O dano, por sua vez, restou comprovado pelas fotografias de fls. 20/21, pela ficha de atendimento hospitalar de fl. 22, pelos atestados de fls. 23/24 e pelos receituários médicos de fls. 25/27.

Ademais, não se verifica, no caso, nenhuma das excludentes da responsabilidade do Estado, quais sejam, culpa exclusiva da vítima ou de terceiro, caso fortuito ou força maior, restando caracterizada a responsabilidade do Município por ato omissivo.

Assim, comprovados a conduta omissiva e culposa do Município, a ocorrência do dano e o nexo causal, inegável o dever de indenizar, como bem concluiu o juiz de primeiro grau, que determinou os danos materiais, na modalidade de lucros cessantes, a serem indenizados, no valor de R$ 1.170,00.

[Dados de máscaras de segmentação]
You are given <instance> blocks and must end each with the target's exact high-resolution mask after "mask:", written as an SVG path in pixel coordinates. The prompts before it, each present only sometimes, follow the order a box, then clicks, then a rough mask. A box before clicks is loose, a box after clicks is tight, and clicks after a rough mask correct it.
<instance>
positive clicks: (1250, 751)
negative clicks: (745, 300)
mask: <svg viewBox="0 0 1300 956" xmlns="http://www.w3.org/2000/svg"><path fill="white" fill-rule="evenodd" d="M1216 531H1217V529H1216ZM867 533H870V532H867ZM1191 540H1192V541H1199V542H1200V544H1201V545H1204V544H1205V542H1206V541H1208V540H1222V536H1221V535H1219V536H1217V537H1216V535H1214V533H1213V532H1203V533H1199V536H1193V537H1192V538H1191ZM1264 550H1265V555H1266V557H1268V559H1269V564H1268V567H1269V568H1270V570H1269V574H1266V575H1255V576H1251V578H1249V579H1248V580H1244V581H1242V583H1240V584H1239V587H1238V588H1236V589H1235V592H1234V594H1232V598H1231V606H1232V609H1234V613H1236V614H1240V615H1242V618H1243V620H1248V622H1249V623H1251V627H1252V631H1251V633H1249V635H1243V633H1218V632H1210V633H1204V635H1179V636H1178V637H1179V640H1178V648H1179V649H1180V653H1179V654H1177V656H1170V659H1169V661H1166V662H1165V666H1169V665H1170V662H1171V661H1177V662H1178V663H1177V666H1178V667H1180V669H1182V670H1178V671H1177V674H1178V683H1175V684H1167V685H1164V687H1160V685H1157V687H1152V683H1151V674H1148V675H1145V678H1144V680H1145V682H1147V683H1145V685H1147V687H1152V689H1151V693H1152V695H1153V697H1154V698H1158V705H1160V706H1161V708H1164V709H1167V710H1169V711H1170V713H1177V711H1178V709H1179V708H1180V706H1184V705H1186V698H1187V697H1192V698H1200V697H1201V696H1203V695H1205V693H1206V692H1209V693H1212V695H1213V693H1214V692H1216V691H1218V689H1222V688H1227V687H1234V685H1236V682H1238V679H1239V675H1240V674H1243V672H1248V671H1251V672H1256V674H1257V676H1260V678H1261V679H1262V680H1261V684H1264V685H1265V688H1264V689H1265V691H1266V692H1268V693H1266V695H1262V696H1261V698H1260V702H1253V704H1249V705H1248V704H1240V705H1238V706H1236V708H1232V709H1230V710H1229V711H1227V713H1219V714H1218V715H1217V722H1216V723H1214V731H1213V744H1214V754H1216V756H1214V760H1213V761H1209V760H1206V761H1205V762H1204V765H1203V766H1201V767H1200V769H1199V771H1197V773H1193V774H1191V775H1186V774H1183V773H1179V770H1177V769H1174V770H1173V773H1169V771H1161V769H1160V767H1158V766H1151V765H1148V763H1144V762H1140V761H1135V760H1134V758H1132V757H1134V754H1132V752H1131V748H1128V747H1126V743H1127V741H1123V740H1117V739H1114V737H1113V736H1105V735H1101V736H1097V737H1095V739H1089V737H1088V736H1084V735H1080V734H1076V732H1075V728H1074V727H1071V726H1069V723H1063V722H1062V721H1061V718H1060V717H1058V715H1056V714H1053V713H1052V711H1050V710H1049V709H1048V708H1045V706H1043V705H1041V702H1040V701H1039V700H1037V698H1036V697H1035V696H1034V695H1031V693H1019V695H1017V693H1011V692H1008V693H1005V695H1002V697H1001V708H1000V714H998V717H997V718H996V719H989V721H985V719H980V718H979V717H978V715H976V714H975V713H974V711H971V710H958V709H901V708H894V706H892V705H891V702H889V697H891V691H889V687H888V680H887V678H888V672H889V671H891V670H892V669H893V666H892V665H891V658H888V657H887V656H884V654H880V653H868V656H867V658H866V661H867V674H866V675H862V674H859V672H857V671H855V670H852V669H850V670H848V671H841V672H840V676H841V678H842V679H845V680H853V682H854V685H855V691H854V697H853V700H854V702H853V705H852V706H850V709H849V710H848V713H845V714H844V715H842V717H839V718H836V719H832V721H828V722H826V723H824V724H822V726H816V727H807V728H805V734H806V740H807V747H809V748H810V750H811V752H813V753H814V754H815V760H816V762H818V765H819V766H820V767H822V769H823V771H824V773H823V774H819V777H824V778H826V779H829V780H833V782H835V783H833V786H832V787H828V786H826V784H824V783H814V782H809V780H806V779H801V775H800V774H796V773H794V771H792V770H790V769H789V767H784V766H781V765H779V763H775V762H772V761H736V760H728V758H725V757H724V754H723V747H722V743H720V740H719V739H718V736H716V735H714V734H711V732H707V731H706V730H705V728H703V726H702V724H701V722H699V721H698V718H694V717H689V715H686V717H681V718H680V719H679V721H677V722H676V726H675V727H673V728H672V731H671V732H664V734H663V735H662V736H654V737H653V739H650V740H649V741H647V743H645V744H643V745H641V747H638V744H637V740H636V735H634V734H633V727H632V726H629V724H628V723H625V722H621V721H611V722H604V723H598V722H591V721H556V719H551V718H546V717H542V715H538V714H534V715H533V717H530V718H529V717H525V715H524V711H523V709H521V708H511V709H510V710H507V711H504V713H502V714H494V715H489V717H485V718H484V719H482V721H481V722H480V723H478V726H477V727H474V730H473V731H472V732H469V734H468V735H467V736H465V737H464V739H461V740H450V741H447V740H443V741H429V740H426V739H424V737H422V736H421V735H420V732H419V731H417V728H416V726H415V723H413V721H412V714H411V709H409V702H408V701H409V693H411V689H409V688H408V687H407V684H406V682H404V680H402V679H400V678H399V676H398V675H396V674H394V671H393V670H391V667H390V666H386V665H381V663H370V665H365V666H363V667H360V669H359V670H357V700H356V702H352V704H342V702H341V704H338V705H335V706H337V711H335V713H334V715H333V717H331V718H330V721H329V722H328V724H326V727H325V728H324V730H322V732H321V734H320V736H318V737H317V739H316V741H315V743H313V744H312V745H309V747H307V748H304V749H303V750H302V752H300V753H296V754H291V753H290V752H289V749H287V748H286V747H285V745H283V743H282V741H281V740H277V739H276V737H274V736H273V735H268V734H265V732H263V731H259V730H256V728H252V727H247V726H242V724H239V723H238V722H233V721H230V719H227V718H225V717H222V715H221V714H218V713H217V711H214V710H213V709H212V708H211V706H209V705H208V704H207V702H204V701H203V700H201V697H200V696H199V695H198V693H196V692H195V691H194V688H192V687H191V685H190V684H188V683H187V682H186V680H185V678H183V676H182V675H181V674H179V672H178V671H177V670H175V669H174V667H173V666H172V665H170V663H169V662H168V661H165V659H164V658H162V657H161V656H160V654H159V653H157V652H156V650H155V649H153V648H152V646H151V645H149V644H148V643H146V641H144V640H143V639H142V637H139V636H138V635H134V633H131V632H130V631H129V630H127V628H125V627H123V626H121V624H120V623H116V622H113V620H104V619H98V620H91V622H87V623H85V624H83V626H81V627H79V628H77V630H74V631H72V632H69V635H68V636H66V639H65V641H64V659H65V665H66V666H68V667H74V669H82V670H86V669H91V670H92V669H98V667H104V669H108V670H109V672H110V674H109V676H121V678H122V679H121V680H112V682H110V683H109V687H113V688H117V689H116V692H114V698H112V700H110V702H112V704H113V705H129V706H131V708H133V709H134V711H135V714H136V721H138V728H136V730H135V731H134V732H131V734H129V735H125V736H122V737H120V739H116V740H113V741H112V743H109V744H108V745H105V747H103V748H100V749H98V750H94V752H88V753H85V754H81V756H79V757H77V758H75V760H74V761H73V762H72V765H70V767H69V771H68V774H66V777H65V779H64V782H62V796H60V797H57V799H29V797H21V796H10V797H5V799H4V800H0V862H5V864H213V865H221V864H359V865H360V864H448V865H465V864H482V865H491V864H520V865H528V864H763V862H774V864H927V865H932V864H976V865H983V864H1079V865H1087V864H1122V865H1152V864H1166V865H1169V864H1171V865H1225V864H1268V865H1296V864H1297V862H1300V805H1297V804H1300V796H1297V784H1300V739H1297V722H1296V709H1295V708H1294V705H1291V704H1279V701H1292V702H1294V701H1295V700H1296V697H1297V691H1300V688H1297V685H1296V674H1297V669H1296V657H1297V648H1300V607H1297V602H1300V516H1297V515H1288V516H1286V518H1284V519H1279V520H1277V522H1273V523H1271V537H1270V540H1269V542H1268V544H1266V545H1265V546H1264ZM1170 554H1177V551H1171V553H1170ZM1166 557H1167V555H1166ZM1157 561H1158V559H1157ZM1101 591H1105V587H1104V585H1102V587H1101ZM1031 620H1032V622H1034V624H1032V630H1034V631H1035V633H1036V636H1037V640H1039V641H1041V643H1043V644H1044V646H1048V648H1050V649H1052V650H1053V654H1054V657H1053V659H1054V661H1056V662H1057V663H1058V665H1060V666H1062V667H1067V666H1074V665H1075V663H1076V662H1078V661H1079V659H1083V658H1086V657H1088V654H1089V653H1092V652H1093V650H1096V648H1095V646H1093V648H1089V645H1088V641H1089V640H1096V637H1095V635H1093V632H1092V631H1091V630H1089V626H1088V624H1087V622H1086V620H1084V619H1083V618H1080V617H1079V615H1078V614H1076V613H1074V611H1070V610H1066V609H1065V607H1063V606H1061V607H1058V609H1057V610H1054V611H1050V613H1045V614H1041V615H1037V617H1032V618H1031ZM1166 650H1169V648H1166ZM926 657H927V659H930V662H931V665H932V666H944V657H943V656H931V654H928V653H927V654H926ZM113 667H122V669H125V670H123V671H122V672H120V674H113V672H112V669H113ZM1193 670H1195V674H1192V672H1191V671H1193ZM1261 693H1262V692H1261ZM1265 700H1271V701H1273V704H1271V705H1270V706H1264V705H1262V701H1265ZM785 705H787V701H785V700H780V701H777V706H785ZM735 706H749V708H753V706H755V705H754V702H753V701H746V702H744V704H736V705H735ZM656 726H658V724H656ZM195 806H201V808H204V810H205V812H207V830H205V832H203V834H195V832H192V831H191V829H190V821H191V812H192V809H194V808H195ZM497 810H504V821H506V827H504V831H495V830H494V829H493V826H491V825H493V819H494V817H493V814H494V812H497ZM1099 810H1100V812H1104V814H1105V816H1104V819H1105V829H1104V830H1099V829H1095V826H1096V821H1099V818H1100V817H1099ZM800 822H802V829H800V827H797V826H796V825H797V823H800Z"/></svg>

▸ OBJETIVO DO EXERCÍCIO: Transcreva o trecho do texto sobre a responsabilidade do Município que começa em "O dano, por" e termina em "de R$ 1.170,00.".

▸ TAREFA REALIZADA:
O dano, por sua vez, restou comprovado pelas fotografias de fls. 20/21, pela ficha de atendimento hospitalar de fl. 22, pelos atestados de fls. 23/24 e pelos receituários médicos de fls. 25/27.

Ademais, não se verifica, no caso, nenhuma das excludentes da responsabilidade do Estado, quais sejam, culpa exclusiva da vítima ou de terceiro, caso fortuito ou força maior, restando caracterizada a responsabilidade do Município por ato omissivo.

Assim, comprovados a conduta omissiva e culposa do Município, a ocorrência do dano e o nexo causal, inegável o dever de indenizar, como bem concluiu o juiz de primeiro grau, que determinou os danos materiais, na modalidade de lucros cessantes, a serem indenizados, no valor de R$ 1.170,00.